__TESTO FORNITO__:
★ ★ ★ ★

Giovanni Battista Moroni – Royal Academy

Giovan Battista Moroni - Royal AcademyUn bergamasco a Londra. Col suo accento, la sua arguzia, la sua raffinata provincialità. La mostra curata da Simone Facchinetti (lo storico dell’arte più simpatico che io conosca) e Arturo Galansino, neo direttore di Palazzo Strozzi, è un piccolo gioiello che fa capire agli inglesi (e a noi turisti del ponte di Sant’Ambrogio) che quel Sarto alla National Gallery non è affatto una meteora dell’arte lombarda. Il rosa del cavaliere in rosa, l’arancione del perizoma della Crocifissione di Albino, la dolcezza del ritratto di bambina dell’Accademia Carrara. Gli sguardi della nobiltà bergamasca. L’occhio del del direttore ottocentesco della National ci aveva visto giusto.

★ ★ ★ ★

Secondo il testo fornito, chi ha curato la mostra su Moroni?

★ ★ ★ ★

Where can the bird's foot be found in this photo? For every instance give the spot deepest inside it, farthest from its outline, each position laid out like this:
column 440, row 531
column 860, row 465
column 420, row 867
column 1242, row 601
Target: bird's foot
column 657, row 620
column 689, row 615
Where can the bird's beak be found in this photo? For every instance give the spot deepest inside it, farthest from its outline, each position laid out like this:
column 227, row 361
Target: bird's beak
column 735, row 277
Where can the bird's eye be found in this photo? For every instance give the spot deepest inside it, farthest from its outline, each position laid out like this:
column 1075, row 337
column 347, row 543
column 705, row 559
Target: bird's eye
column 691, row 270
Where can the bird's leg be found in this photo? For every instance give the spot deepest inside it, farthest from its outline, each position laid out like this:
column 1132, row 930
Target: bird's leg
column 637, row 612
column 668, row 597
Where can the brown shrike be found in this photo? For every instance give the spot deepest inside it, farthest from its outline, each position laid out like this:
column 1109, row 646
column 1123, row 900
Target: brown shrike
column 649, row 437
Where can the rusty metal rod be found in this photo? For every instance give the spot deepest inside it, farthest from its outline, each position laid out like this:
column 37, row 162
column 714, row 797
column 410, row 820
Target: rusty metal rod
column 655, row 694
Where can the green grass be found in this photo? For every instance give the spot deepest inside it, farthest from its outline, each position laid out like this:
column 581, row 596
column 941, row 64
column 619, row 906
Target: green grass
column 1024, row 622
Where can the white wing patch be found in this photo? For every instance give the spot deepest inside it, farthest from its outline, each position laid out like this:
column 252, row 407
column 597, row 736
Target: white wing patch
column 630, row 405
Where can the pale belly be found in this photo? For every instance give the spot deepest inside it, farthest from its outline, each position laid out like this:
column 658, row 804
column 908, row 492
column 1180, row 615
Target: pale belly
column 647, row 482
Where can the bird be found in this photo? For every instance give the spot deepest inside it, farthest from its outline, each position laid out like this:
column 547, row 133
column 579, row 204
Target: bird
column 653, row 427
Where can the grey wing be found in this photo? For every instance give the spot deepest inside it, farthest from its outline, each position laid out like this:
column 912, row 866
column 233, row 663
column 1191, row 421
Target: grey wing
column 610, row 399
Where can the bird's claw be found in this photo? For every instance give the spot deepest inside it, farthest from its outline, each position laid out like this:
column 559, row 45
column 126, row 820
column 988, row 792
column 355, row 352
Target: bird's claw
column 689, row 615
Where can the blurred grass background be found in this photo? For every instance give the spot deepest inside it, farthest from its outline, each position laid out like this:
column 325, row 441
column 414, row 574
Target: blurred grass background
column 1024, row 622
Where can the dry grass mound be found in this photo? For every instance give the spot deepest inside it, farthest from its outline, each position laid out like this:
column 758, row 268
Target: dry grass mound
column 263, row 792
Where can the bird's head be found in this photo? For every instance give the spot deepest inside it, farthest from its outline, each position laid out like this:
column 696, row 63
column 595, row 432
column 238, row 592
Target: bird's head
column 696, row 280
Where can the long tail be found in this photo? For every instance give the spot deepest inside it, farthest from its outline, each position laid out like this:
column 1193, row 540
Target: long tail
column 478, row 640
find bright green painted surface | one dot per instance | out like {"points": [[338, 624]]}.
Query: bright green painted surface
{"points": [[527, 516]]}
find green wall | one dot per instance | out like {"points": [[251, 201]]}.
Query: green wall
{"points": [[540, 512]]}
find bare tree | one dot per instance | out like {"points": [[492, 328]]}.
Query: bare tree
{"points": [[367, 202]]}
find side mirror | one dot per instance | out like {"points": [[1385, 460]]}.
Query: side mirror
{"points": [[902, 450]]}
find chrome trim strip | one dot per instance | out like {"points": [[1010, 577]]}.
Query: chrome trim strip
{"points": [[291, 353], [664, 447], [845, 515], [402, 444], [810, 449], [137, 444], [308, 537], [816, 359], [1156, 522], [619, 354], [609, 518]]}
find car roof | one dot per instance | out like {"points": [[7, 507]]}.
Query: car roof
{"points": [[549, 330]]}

★ ★ ★ ★

__RISPOSTA COMPLETA__: Simone Facchinetti e Arturo Galansino.